Exercise directions: Reproduce the full listing below unchanged, apart from the pictures.

Point annotations for photos:
+--

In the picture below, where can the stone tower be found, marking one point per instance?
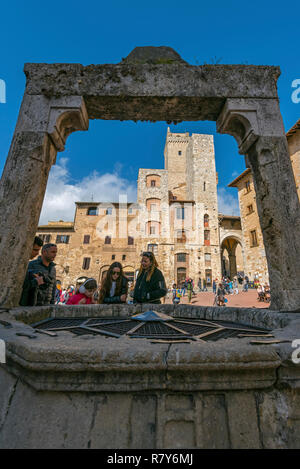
(179, 203)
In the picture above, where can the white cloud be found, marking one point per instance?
(62, 192)
(228, 203)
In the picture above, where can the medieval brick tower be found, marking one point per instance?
(180, 216)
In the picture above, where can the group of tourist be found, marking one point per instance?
(40, 286)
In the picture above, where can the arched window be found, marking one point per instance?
(206, 237)
(181, 236)
(181, 257)
(107, 240)
(92, 211)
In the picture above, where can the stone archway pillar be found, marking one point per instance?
(257, 126)
(232, 265)
(41, 131)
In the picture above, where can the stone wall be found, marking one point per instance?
(97, 392)
(188, 181)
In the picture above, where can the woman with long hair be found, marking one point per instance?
(114, 285)
(150, 283)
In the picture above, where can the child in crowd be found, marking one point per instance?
(85, 296)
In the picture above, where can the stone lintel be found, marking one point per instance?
(153, 92)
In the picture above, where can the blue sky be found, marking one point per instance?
(107, 157)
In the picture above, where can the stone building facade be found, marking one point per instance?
(252, 240)
(175, 216)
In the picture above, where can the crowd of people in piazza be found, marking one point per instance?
(41, 287)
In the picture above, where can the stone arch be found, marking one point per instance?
(230, 244)
(243, 100)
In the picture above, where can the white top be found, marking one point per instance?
(113, 289)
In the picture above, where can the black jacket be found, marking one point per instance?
(34, 295)
(152, 291)
(117, 299)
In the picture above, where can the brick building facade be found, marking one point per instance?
(255, 261)
(175, 216)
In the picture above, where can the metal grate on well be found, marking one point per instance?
(169, 329)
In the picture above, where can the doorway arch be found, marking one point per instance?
(61, 98)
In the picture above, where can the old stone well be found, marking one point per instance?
(68, 390)
(64, 389)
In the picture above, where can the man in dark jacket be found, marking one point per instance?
(40, 281)
(150, 285)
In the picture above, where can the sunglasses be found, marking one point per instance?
(148, 254)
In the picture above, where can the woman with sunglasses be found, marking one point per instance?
(150, 283)
(114, 285)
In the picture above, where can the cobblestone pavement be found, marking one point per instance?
(243, 300)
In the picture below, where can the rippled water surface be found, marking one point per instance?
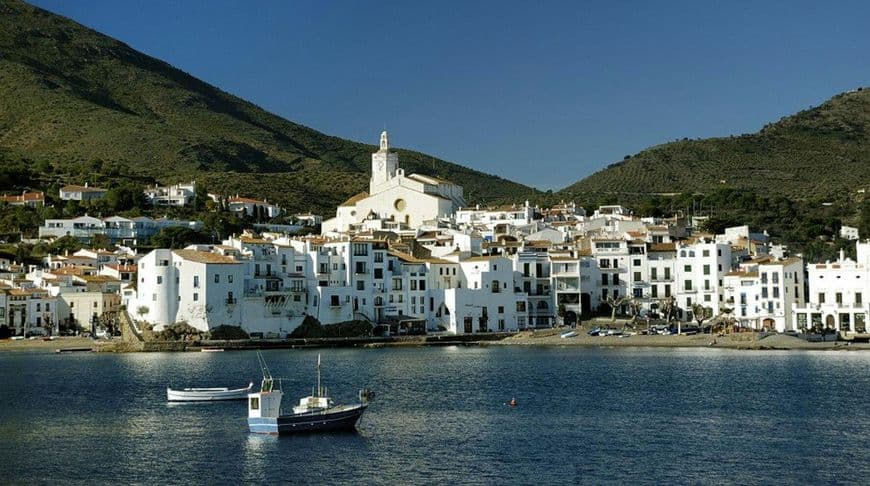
(584, 415)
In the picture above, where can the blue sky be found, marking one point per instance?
(543, 93)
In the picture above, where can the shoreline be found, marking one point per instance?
(542, 338)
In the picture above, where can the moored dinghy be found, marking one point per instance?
(315, 413)
(207, 394)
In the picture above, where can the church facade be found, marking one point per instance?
(404, 200)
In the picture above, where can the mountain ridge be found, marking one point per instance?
(818, 152)
(79, 102)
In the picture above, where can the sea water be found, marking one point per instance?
(441, 415)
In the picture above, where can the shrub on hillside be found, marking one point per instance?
(228, 333)
(180, 331)
(311, 328)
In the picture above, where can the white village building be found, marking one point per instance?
(407, 200)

+--

Exercise result:
In the picture below, where can the stone tower be found, marking one point per instance?
(179, 203)
In the picture above, where can the white cloud be found, marking one point per instance?
(62, 192)
(228, 203)
In the picture above, where can the medieval brick tower be found, marking one point per instance?
(180, 216)
In the picture above, where can the group of tourist be found, marking one point per instance?
(40, 286)
In the picture above, where can the arched window be found, marking one point per instance?
(206, 237)
(181, 236)
(181, 257)
(107, 240)
(92, 211)
In the picture above, where can the stone archway pillar be found, marking one point per instance?
(257, 126)
(232, 265)
(41, 131)
In the picture above, where can the stone wall be found, marking one point per instance?
(97, 392)
(188, 181)
In the picture above, where can the woman with long hair be found, marking one point per instance?
(114, 285)
(150, 283)
In the picture above, where can the child in crowd be found, marking one point per instance?
(85, 296)
In the picture above, where can the stone lintel be found, marking one point per instance?
(153, 92)
In the picture above, where can the blue sky be found, marking one point per instance?
(107, 157)
In the picture above, where can the stone building facade be found, marking one point per instance?
(252, 240)
(175, 216)
In the picture above, where can the crowd of people in piazza be found, marking one point per instance?
(41, 287)
In the picture above, where can the stone arch be found, marking one point per instance?
(230, 244)
(243, 100)
In the picture above, where can the white top be found, marking one point per instance?
(113, 289)
In the picture above, where can the black jacket be found, marking one point per instance?
(34, 295)
(152, 291)
(117, 299)
In the picture above, where can the brick building facade be found, marking one point per instance?
(255, 261)
(175, 216)
In the picture above, where can the metal grate on well be found, marking one point per instance?
(169, 329)
In the picture above, where can the doorway arch be found, marking one point per instance?
(61, 98)
In the picture above, where can the old stone well be found, marking one point per instance?
(68, 390)
(64, 389)
In the picture above, where can the man in dark jacket be found, marking one point per instance?
(40, 281)
(150, 285)
In the picture above, where can the sunglasses be found, marking one point per instance?
(148, 254)
In the picture above, where can the woman with sunglasses be found, marking one point per instance?
(150, 283)
(114, 285)
In the picture above, where can the cobblestone pavement be found, marking one point per instance?
(243, 300)
In the picture below, where can the rippled water surface be found, marking one point per instance?
(584, 415)
In the picture above, where can the blue sky be found, marking one point per instance?
(543, 93)
In the picture above, where can the shoreline be found, marking one point per instance?
(542, 338)
In the picture above, where can the moored dinghy be found, marking one point per instance?
(315, 413)
(207, 394)
In the picture above, where can the church facade be found, marking one point per instance?
(404, 200)
In the picture above, where can the mountain ridge be found, marking one point per instance?
(818, 152)
(79, 102)
In the picture above, where can the sea water be found, marking one point per instance?
(441, 415)
In the picture above, where can the shrub on hillside be found, marking one point per instance?
(228, 333)
(180, 331)
(311, 328)
In the picture above, where can the white village building be found, marking one point per instance?
(407, 200)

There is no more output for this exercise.